== Your goal ==
Filter the listing so that only lines with the word "marker" remain.

⁂

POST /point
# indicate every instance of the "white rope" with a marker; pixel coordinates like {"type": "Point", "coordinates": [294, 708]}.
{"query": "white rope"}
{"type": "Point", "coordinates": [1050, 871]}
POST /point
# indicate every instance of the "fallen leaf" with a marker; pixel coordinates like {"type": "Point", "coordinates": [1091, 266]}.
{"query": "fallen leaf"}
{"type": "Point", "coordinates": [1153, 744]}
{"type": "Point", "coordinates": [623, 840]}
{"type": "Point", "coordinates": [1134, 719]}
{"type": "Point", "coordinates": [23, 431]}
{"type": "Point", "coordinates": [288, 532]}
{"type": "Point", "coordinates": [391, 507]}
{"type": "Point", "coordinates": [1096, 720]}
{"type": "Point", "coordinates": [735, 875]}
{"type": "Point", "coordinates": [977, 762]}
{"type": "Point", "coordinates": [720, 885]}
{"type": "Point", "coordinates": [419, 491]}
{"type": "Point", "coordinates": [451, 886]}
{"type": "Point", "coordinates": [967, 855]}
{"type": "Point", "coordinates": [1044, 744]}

⁂

== Answer for the task ==
# indicate every instance of the "white rope" with a marker; pixel coordinates like {"type": "Point", "coordinates": [294, 708]}.
# indicate every instance of the "fallen leaf" with a marker; pixel coordinates like {"type": "Point", "coordinates": [1091, 266]}.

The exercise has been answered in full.